■ **WHAT THE TASK REQUIRES**: Rewrite the stretch of the jerky article from "The duo used" through "dried meat. Barbaric!)", switching "Kickstarter" to "Indiegogo".

The gentlemen behind True Gentlemen's Jerky are Californian: they're rugged, they're tough but mellow, they're bold. So it's no wonder that the vast, flat and often bland expanse of mass-produced beef jerky just didn't measure up for them. They needed a jerky up to par with their manly excellence – and so, like the true gentlemen they are, they didn't just complain. They rolled up their sleeves and got to work turning their own jerky dreams into reality, like the pioneers they are.
It all started with an old family jerky recipe (yeah, we know – we want in on that family, too). Jason Kurpjuwait started using his dad's recipe to make his own jerky at home with his roommate at the time, Michael Carvalho, using a couple of Nessco Dehydrators.
The friends were both grad students living in San Diego, poking around 7-11s and liquor stores for study snacks on the weekends, only to be dismayed upon reading the ingredient list of one of their favorite snacks, jerky: "mechanically separated chicken" came first, followed by nitrates, sodium, fat and tons of sugar. Fuel unfit for gentlemen. They had stumbled upon a need in the market, and so they jumped into action.
The duo used all fresh ingredients, low sodium soy sauce and prime USDA cuts of meat. They worked obsessively to get the flavor profile and texture just right. Once they had everything perfect, CEO Michael ran a successful Kickstarter fundraising campaign to launch True Gentlemen's Jerky in earnest. They brought friends Kevin Hix, Alex Macksound, Brandon Bautista and Brent LaBounty onto the team, and moved on up from their commercial kitchen in San Diego to a USDA-certified facility, where organic, natural ingredients for the marinades are hand-delivered. The jerky is cut "french-fry style" for maximum snackability. (No gentleman or -woman likes chomping on huge slabs of dried meat. Barbaric!)

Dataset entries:
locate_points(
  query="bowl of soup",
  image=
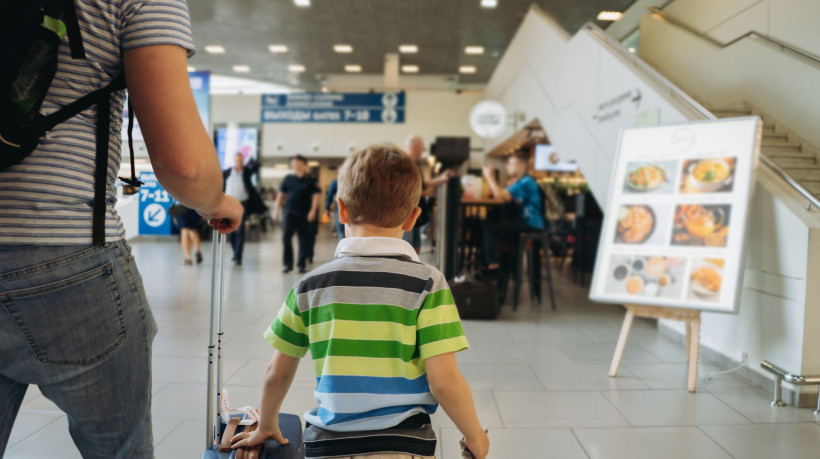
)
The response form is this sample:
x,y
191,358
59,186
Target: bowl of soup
x,y
709,175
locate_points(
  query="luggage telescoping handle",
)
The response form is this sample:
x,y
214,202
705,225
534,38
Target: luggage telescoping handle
x,y
212,426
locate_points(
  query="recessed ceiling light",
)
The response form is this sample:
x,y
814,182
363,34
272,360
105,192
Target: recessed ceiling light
x,y
609,15
215,49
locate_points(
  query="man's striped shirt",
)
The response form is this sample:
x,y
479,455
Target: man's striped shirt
x,y
48,197
369,318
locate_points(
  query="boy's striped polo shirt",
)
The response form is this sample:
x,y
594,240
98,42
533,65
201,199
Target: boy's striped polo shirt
x,y
369,318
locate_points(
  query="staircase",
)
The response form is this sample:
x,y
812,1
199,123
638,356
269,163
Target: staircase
x,y
795,156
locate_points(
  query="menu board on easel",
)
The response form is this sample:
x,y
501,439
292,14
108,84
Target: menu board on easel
x,y
675,224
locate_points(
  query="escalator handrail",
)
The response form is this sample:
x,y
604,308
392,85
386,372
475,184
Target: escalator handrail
x,y
618,47
768,38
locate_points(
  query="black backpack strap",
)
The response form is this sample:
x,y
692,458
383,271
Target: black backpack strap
x,y
75,38
47,123
133,180
101,173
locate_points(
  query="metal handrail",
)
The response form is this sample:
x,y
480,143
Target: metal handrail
x,y
781,375
771,40
618,47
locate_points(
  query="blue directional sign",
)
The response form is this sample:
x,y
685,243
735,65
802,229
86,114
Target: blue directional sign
x,y
320,107
154,204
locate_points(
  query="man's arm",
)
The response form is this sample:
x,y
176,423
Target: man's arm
x,y
314,206
453,394
279,376
280,199
181,152
498,192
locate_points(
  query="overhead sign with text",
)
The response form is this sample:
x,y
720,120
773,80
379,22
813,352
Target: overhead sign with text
x,y
320,107
154,204
675,224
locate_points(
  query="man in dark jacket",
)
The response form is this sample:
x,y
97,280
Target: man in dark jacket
x,y
300,197
239,185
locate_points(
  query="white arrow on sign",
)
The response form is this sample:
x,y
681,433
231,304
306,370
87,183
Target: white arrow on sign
x,y
154,215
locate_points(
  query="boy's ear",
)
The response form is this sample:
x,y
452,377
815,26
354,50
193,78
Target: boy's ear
x,y
344,218
411,220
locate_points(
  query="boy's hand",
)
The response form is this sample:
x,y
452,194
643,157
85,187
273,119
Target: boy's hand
x,y
248,440
480,446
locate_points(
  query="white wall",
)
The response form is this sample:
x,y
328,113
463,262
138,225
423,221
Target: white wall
x,y
563,80
777,83
780,307
428,113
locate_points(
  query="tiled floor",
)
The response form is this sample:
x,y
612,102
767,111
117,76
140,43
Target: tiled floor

■ **FINISHED TASK**:
The duo used all fresh ingredients, low sodium soy sauce and prime USDA cuts of meat. They worked obsessively to get the flavor profile and texture just right. Once they had everything perfect, CEO Michael ran a successful Indiegogo fundraising campaign to launch True Gentlemen's Jerky in earnest. They brought friends Kevin Hix, Alex Macksound, Brandon Bautista and Brent LaBounty onto the team, and moved on up from their commercial kitchen in San Diego to a USDA-certified facility, where organic, natural ingredients for the marinades are hand-delivered. The jerky is cut "french-fry style" for maximum snackability. (No gentleman or -woman likes chomping on huge slabs of dried meat. Barbaric!)